Biweekly Mortgage Payments Could Be a Bad Idea

Expert Advice on How to Save Thousands of Dollars on Your Repayments

Biweekly Mortgage Payments Could Be a Bad Idea
September 1, 2015

Buy a house or refinance your mortgage and you become instantly popular — with contractors, carpet cleaners and others who want to sell you services for your home. That list also includes companies offering biweekly mortgage payments. These firms promise to save you thousands of dollars in interest, but that is one envelope you definitely want to toss in the “circular file” as junk mail.

That's because you may not save much, you will end up paying unnecessary fees and you can easily set up biweekly mortgage payments for free. There is another reason, too — accelerating your mortgage payoff might be one of the worst things you can do with your money.

A biweekly mortgage payment works like this: instead of sending one payment per month, you send a half payment every two weeks. Since there are 52 weeks in a year and not 48, those 26 payments add up to equal one full monthly mortgage payment extra annually.

Because balances on mortgages are computed only once a month, the payment schedule itself does not save you any money. Pre-paying does cut interest on loans such as credit cards, where your balance is computed daily. With biweekly mortgage payments, however, the entire savings comes from paying down the balance to the value of a thirteenth monthly payment each year.

□ □ □

(Written request 1): Transcribe the passage of the article on biweekly mortgage payments that begins at the words "Because balances on" and ends after the words "payment each year.".
(Written request 2): According to the article on biweekly mortgage payments, how often are balances on mortgages computed?

□ □ □

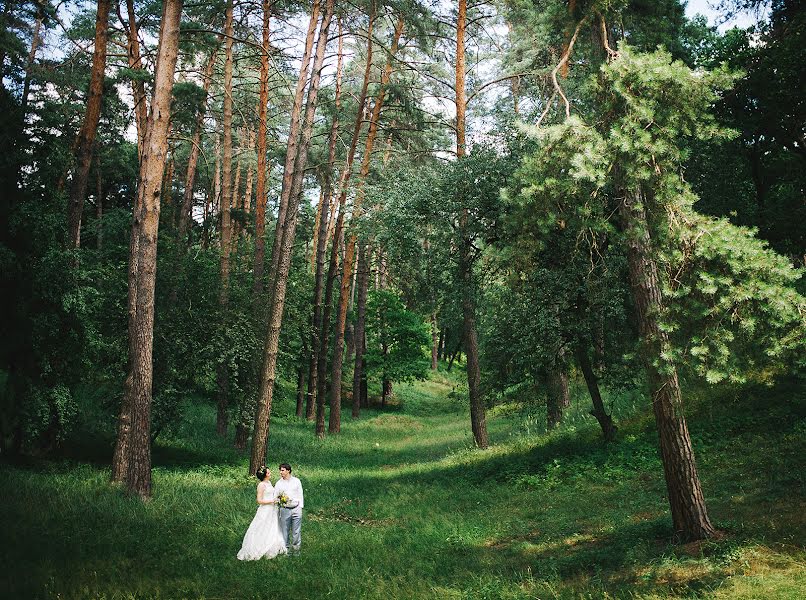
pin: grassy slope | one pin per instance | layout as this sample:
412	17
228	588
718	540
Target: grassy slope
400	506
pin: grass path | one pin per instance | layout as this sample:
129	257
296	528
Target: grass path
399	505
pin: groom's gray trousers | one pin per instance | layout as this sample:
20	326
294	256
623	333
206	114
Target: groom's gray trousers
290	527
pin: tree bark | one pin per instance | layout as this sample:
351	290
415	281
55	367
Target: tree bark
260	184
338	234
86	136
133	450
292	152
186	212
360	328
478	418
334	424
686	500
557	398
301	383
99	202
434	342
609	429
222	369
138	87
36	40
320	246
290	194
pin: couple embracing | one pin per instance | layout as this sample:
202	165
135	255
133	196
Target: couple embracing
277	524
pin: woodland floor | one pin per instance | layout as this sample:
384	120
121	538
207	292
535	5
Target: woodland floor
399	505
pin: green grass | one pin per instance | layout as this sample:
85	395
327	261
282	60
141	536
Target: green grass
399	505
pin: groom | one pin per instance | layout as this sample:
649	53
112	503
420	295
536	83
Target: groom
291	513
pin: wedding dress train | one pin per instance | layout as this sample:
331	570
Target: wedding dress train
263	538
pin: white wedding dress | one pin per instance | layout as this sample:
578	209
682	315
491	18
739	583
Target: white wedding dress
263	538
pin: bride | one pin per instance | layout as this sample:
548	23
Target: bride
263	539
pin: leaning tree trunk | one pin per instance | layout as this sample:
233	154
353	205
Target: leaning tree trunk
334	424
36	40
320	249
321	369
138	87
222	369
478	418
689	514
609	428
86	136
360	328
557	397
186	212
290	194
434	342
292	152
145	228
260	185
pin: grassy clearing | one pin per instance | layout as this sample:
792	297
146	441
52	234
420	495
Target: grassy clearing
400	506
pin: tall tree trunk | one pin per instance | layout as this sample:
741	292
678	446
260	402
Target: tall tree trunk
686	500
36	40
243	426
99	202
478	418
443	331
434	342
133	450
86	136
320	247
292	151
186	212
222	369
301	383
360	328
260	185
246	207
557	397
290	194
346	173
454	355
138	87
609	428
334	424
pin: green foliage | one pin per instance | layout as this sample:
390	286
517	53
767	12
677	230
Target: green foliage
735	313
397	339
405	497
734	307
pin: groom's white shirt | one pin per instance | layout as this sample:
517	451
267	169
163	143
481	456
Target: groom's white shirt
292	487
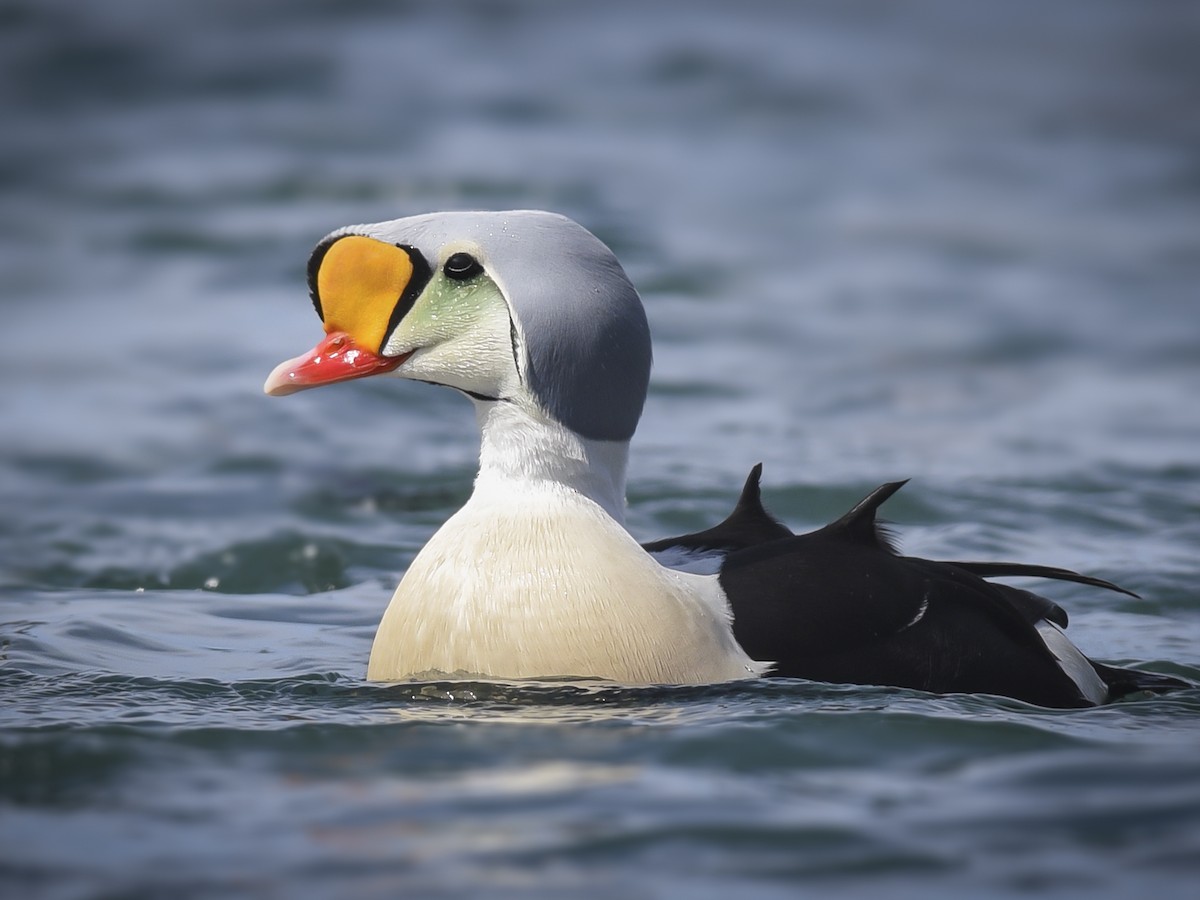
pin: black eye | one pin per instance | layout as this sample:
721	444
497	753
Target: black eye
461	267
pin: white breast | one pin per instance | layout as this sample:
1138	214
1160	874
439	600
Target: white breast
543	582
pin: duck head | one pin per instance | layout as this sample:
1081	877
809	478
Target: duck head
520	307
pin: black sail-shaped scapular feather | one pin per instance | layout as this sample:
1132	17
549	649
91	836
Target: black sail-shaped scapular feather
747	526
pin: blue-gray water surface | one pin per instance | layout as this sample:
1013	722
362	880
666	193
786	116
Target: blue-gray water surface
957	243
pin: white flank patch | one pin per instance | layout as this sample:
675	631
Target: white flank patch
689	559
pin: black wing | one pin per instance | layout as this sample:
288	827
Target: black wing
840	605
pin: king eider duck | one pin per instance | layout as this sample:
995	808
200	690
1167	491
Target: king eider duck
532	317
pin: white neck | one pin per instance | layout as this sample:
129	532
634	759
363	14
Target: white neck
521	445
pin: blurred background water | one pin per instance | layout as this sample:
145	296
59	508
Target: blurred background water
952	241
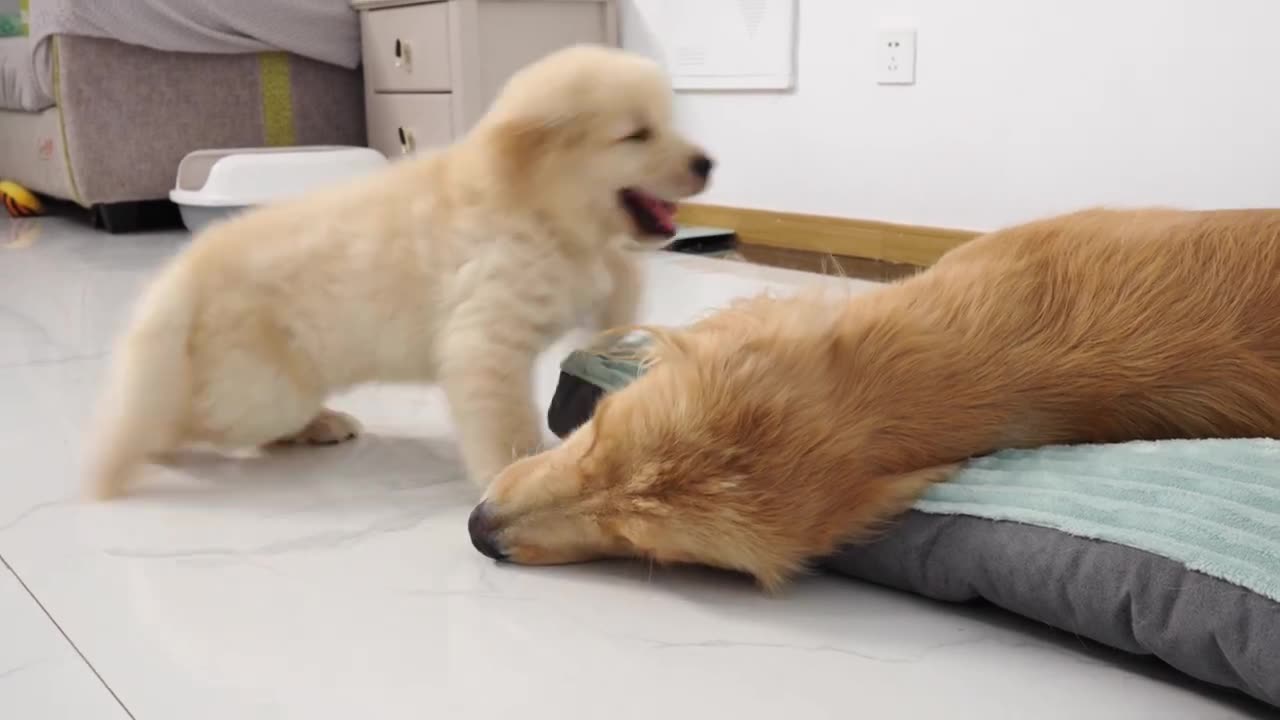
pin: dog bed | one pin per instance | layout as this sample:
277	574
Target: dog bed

□ □ □

(Full solution 1):
Because balances on mortgages are computed only once a month, the payment schedule itself does not save you any money. Pre-paying does cut interest on loans such as credit cards, where your balance is computed daily. With biweekly mortgage payments, however, the entire savings comes from paying down the balance to the value of a thirteenth monthly payment each year.

(Full solution 2): Once a month.